- **RECORDS SUPPLIED**:
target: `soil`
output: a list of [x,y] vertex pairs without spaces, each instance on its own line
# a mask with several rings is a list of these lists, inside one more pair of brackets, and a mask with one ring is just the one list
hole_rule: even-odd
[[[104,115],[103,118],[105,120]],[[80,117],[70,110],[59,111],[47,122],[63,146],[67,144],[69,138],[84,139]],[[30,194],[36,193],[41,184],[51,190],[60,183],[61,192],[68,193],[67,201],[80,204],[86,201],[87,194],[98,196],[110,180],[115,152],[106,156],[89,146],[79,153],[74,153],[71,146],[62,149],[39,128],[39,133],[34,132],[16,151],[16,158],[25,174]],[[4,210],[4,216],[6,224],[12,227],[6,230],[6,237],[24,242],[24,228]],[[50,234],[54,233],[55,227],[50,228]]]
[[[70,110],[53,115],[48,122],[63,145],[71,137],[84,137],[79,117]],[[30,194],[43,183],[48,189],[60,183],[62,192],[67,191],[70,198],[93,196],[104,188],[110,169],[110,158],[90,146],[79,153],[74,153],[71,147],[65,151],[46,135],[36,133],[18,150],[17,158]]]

- **WHAT TO PRODUCE**:
Copy every row above, character for character and in the same order.

- **THE RESULT**:
target: `soil`
output: a list of [x,y] vertex pairs without spaces, each instance on its own line
# a mask with several rings is a list of these lists, inside one more pair of brackets, and a mask with one ring is just the one list
hole_rule: even-odd
[[[104,115],[103,118],[105,120]],[[80,117],[70,110],[59,111],[47,122],[63,146],[67,144],[69,138],[84,139]],[[30,194],[36,193],[41,184],[51,190],[60,183],[61,192],[68,193],[67,201],[80,204],[86,201],[87,194],[98,196],[110,180],[115,152],[106,156],[89,146],[79,153],[74,153],[71,146],[62,149],[39,128],[39,133],[34,132],[16,151],[16,158],[25,174]],[[4,210],[4,216],[6,224],[12,227],[6,230],[6,237],[24,242],[24,228]],[[50,234],[54,233],[55,227],[50,228]]]
[[[70,110],[53,115],[48,122],[63,145],[71,137],[84,137],[79,117]],[[30,194],[43,183],[48,189],[60,183],[62,192],[67,191],[70,198],[93,196],[104,188],[110,169],[110,158],[90,146],[79,153],[74,153],[71,147],[65,151],[46,135],[36,133],[18,150],[17,158]]]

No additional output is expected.